### TESTO DI LETTURA
Luigi Luciani nasce a San Marco in Lamis, paese della provincia di Foggia, il 31 maggio del 1970.
È il secondo di quattro fratelli; la sua è una famiglia semplice, dai profondi valori e principi, incentrati sulla dignità, sul lavoro e sul rispetto reciproco.
Conseguito il diploma decide di partire per Milano per studiare alla facoltà di Ingegneria. Lì viene poi chiamato per effettuare il servizio militare e, una volta terminato, decide che non vuole più restare a Milano. È troppo legato alla sua terra e sente di voler tornare e lavorare nell’azienda agricola di famiglia, gestita dal suo papà e da suo fratello Aurelio. Coltivare la terra per lui non è un ripiego, ma una scelta fatta con amore e determinazione.
######
● **ELENCO COMPITI**:
a) Nel testo di lettura, trasforma in un elenco puntato il paragrafo che inizia con "Conseguito il diploma", mantenendone i fatti principali.
b) Rispondi a queste domande sul testo di lettura:
(i) In quale paese nasce Luigi Luciani?
(ii) Di quanti fratelli è il secondo?
(iii) Chi gestisce l'azienda agricola di famiglia?
Per rispondere basati soltanto sul testo di lettura.
### DATI MOSTRATI
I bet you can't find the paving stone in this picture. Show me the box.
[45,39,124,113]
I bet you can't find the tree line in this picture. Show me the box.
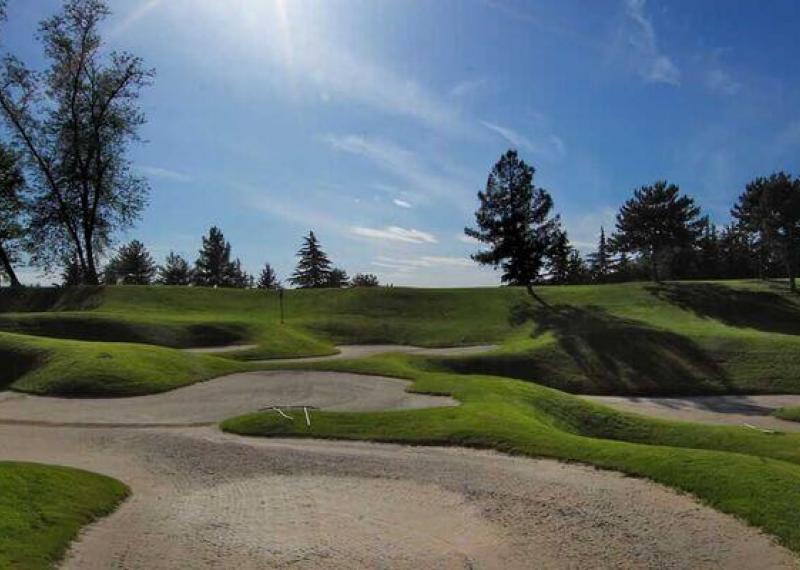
######
● **I RISULTATI**:
a)
- Dopo il diploma parte per Milano per studiare alla facoltà di Ingegneria.
- A Milano viene chiamato per il servizio militare.
- Finito il servizio, decide di non restare più a Milano.
- Legato alla sua terra, vuole tornare a lavorare nell'azienda agricola di famiglia, gestita dal padre e dal fratello Aurelio.
- Per lui coltivare la terra non è un ripiego, ma una scelta fatta con amore e determinazione.

b)
(i) A San Marco in Lamis, in provincia di Foggia.
(ii) Di quattro fratelli.
(iii) Il suo papà e suo fratello Aurelio.